Aangeleverde tekst

--------

De bedelaars werden van de straat geveegd, maar de venters bleven, al mag niemand het je lastig maken. Maar zijn de ventende kooplui, die schreeuwend en zingend de straat overstroomen, eigenlijk beter dan de bedelaars van eertijds? Ze zeuren je achterna, sjouwen heel den dag hun koopwaar mee. Wat je voor lire's wordt aangeboden krijg-je voor soldi, en je bent nog bekocht: koekjes en prentkaarten, vruchten en bloemen, speelgoed en snuisterijen......
Hoe komen ze aan den kost, al leven ze nog van zoo weinig? 't Is waar, dat 'k er volksjongens den rauwen visch zag eten uit het net, zooals dat uit het water werd opgehaald.
Om dit alles te verstaan, moet men het leidmotief van het Napelsche leven kennen: dolce far niente. Wat is het lekker te luieren. Vooral niet werken, niet moe-maken. Hoe er geleefd wordt, doet er niet toe. Leven, alleen maar leven, aan 't lauwe strand in de zon! En de rest telt niet: geen schrale kost, geen vunzig slaapkot. Alleen maar leven, liggen en luieren, het bestaan genieten: dat is den Napolitaan genoeg. Hij is niet verwaand, niet hoogmoedig. Hij is geen Romein en geboren aristokraat. De Romein is een vernuftsman, een prozamensch. De Napolitaan is, zijn Grieksche afkomst getrouw, een artiest, een zanger.

--------

Uit te voeren taken
1. Geef het stuk uit de tekst over Napels ongewijzigd terug. Begin bij de woorden "De bedelaars werden" en stop na "speelgoed en snuisterijen......".
2. Beantwoord de volgende vragen over de tekst over Napels.
(a) Wie werden er van de straat geveegd?
(b) Wat aten volksjongens rauw uit het net?
(c) Wat wordt het leidmotief van het Napelsche leven genoemd?
3. Noem alle waren die de venters volgens de tekst over Napels aanbieden.

--------

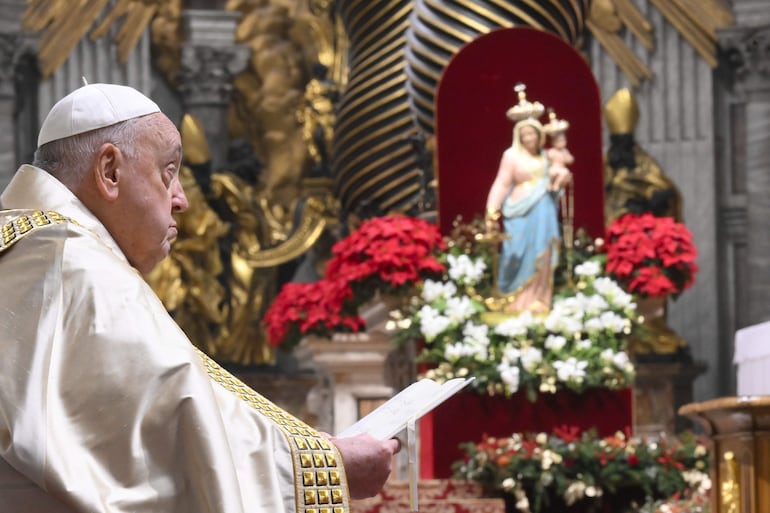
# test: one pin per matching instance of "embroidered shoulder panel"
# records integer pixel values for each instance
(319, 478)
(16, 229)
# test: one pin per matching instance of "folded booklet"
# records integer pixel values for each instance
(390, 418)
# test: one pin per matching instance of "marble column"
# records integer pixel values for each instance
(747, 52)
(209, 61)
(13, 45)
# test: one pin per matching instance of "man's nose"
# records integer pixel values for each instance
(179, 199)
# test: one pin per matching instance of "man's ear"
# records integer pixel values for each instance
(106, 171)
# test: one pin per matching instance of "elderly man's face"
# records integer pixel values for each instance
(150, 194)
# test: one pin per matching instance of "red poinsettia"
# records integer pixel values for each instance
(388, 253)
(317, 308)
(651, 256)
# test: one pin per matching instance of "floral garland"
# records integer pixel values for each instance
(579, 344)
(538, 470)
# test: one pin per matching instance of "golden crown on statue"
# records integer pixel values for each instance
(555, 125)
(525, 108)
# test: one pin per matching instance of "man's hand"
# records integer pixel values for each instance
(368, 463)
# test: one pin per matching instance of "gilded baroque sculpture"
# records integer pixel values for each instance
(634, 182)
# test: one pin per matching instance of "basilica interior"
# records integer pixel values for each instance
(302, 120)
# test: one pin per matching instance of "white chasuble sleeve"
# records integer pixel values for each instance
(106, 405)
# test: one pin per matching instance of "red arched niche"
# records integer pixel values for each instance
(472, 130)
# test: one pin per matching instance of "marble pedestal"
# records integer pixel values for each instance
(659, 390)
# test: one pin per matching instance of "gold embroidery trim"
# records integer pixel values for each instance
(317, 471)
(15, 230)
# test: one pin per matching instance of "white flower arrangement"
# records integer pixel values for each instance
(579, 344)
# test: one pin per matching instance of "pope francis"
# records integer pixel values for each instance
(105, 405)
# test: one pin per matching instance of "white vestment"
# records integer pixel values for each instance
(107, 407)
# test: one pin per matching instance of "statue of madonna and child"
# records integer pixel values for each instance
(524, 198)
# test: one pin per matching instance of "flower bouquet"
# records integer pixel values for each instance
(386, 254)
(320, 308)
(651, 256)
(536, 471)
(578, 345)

--------

Oplossingen
1.
De bedelaars werden van de straat geveegd, maar de venters bleven, al mag niemand het je lastig maken. Maar zijn de ventende kooplui, die schreeuwend en zingend de straat overstroomen, eigenlijk beter dan de bedelaars van eertijds? Ze zeuren je achterna, sjouwen heel den dag hun koopwaar mee. Wat je voor lire's wordt aangeboden krijg-je voor soldi, en je bent nog bekocht: koekjes en prentkaarten, vruchten en bloemen, speelgoed en snuisterijen......

2.
(a) De bedelaars.
(b) Rauwe visch.
(c) Dolce far niente.

3. koekjes, prentkaarten, vruchten, bloemen, speelgoed, snuisterijen